Saved entries

----

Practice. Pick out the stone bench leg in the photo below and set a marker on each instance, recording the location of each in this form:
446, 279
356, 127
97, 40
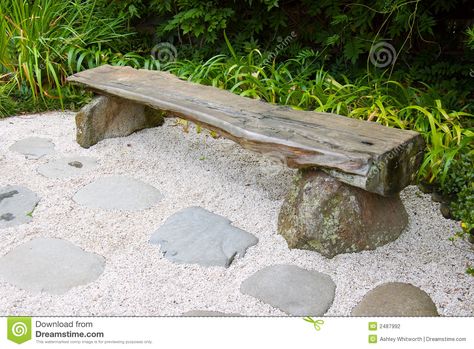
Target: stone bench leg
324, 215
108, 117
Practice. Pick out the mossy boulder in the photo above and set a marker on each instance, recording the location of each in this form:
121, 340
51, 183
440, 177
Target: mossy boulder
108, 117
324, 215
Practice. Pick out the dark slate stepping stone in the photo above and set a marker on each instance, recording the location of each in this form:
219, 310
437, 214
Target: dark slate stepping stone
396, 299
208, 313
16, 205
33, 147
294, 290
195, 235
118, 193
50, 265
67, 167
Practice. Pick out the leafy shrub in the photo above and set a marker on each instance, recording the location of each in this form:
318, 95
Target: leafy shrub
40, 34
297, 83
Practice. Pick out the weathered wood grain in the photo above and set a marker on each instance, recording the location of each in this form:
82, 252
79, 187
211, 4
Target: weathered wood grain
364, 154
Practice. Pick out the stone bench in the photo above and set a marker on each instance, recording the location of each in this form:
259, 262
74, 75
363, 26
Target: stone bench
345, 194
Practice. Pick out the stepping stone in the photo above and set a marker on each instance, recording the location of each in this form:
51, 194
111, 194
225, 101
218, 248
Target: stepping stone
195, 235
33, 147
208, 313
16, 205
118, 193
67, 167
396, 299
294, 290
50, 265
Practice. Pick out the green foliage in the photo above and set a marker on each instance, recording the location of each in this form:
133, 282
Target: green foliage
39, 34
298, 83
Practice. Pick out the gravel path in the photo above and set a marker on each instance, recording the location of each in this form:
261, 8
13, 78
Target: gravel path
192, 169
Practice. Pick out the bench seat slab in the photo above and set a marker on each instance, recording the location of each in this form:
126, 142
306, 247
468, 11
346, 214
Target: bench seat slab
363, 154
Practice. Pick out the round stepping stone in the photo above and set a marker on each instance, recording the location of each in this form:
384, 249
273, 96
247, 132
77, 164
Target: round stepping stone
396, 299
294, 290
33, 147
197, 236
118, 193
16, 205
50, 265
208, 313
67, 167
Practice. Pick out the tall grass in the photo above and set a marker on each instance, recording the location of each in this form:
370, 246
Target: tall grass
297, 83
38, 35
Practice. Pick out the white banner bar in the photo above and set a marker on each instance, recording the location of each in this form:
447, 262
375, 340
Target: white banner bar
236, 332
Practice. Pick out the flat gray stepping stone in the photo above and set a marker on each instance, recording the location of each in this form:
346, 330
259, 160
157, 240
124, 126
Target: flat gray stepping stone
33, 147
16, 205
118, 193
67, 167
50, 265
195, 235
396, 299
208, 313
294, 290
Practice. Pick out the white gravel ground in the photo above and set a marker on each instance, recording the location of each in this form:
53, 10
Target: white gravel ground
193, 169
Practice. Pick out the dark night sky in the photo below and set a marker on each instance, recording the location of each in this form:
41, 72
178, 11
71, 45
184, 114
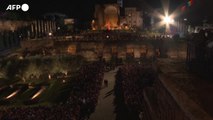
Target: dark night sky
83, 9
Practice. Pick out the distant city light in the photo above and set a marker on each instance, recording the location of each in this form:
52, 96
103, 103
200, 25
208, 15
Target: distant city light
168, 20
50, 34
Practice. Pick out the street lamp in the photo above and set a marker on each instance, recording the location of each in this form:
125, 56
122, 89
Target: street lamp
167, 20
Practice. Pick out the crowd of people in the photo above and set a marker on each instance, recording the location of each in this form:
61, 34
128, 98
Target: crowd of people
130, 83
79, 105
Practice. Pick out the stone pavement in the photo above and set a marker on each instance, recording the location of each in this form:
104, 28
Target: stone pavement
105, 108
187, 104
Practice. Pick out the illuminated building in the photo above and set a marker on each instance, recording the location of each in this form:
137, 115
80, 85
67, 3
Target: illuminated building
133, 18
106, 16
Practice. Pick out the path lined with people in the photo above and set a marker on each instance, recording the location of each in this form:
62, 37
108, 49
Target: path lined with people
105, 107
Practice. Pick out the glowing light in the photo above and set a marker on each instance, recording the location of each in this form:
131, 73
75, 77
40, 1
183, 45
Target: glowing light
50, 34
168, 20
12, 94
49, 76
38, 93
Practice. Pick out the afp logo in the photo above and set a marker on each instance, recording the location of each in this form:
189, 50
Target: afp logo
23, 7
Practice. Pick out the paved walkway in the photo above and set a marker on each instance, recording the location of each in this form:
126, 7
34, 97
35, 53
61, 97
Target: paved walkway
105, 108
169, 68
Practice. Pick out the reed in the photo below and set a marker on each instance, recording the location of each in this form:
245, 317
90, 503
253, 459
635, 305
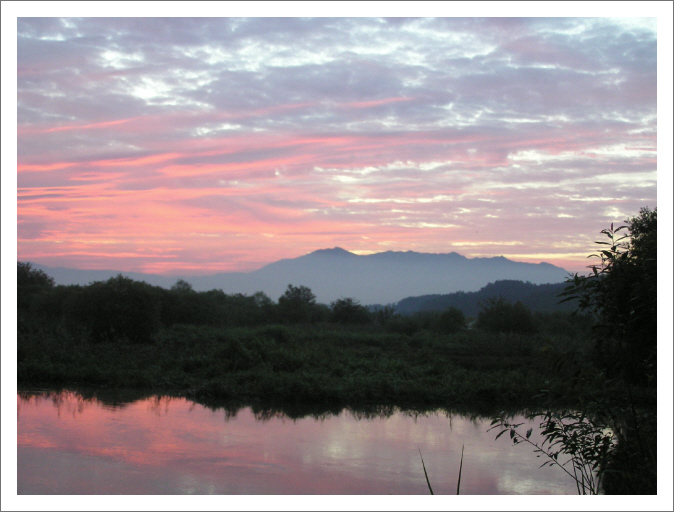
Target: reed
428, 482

----

**Action item:** A word-for-word copy of the records above is needed, pictures excluded.

**Exercise output:**
Practice. Pick out the stone bench leg in the photo below and set a marker on each instance, recording the location of each in this form:
446, 279
356, 127
97, 40
Target: stone bench leg
324, 215
108, 117
Practice. Pick out the mossy boulder in the photo above and set a marker on each instance, recording the location of each in this form:
121, 340
51, 183
440, 177
Target: mossy boulder
108, 117
324, 215
Practice. Pick out the dark slate stepping stone in the photo above and set a marker on each instance, recording the location of each in this form:
219, 310
437, 214
Target: dark slate stepping stone
396, 299
208, 313
16, 205
33, 147
294, 290
195, 235
118, 193
50, 265
67, 167
Practice. Pick out the leafy shrub in the photo above and set a marker on each instance, recording the location of each in this form:
318, 95
Target: leafy shrub
40, 34
297, 83
Practice. Pick out the weathered wood grain in the photo above and set a marker on each instance, recording the location of each in this form:
82, 252
79, 187
211, 4
Target: weathered wood grain
364, 154
Practice. Pick out the stone bench in the photo above and set a marker on each instance, recording the location of each in this form:
259, 262
74, 75
363, 26
Target: stone bench
345, 194
Practice. Pick out the stepping stone in the photo above and set a marker on each instance, recording the location of each in this form:
51, 194
111, 194
225, 101
218, 248
Target: stepping stone
195, 235
33, 147
208, 313
16, 205
118, 193
67, 167
396, 299
294, 290
50, 265
Practice. Pick out the green foliage in the photo above and set a marker on each instance, recording the location of each in this form:
133, 282
Target: green foliage
39, 34
298, 83
Practice. Pick out the gravel path in the photo above and set a marker on each instance, recording the location of each in this form:
261, 8
13, 78
Target: gravel path
192, 169
Practice. Pick out the bench seat slab in the photo above and set a marker on each instance, recording the location of each in this form:
126, 142
306, 247
468, 11
346, 214
Target: bench seat slab
363, 154
Practice. Pick out the round stepping stone in the photo above and set a marker on each instance, recording the location of each in this form:
384, 249
273, 96
247, 132
77, 164
Target: round stepping stone
396, 299
294, 290
33, 147
197, 236
118, 193
16, 205
50, 265
208, 313
67, 167
Practice. Pick out the tall grass in the photo above and set a marker on each instance, recording the location of each in this form:
370, 246
Target: tall grass
297, 83
38, 35
Practice. Pick out the white banner bar in the photo above and set a marker on each instance, recording the location of each in this form:
447, 262
375, 340
Target: white banner bar
236, 332
Practice. Pick out the flat gray stepping stone in the photo above and set a marker on each instance, recording the location of each in this form:
346, 330
259, 160
157, 240
124, 126
Target: flat gray stepping stone
33, 147
16, 205
118, 193
67, 167
50, 265
195, 235
396, 299
208, 313
294, 290
Practice. Pick out the white gravel ground in the photo above and set a marker on each instance, recording the location of each in this form:
53, 10
Target: white gravel ground
193, 169
Practice. Pick out the dark night sky in the photo below and set a marker on each instance, recording the location of each in this form:
41, 72
178, 11
71, 45
184, 114
Target: dark night sky
83, 9
Practice. Pick out the distant city light in the photo above and set a marker on each instance, recording the location of each in this form:
52, 96
103, 103
200, 25
208, 15
Target: distant city light
168, 20
50, 34
Practice. Pick out the street lamp in the photo above and set a marker on each instance, recording the location of each in this form:
125, 56
122, 89
Target: street lamp
167, 20
Practice. Pick out the crowd of people in the photo above and set a marker on each instance, recording the location of each in this form:
61, 34
128, 98
Target: crowd of people
130, 83
79, 105
Practice. Pick out the stone pavement in the photo above and set a marker on each instance, recording the location of each in this form:
104, 28
Target: stone pavement
105, 108
187, 104
Practice. Pick out the illuminated building in the photo above and set a marker on each instance, recording the location of each in this form:
137, 115
80, 85
67, 3
Target: illuminated building
133, 18
106, 16
Practice. Pick out the path lined with people in the photo above and set a marker on each instance, recording the location of each in this form:
62, 37
108, 49
Target: path lined with people
105, 107
Practice. Pick out the glowing light in the photo above and set a marker on each instance, recording the location of each in this form:
131, 73
75, 77
40, 1
183, 45
Target: glowing light
50, 34
168, 20
12, 94
49, 76
38, 93
Practice. Pick out the afp logo in the photo above and set a marker on each instance, recording the location of each in this form:
189, 50
Target: afp logo
23, 7
Practice. Pick out the paved walkway in the photo above and set a marker on each instance, recording the location of each in this form:
126, 7
34, 97
35, 53
61, 97
Target: paved walkway
105, 108
169, 68
Practice. Pick out the reed in the photo below and set a marker on each instance, recording the location of each in this form:
245, 317
90, 503
253, 459
635, 305
Target: reed
428, 482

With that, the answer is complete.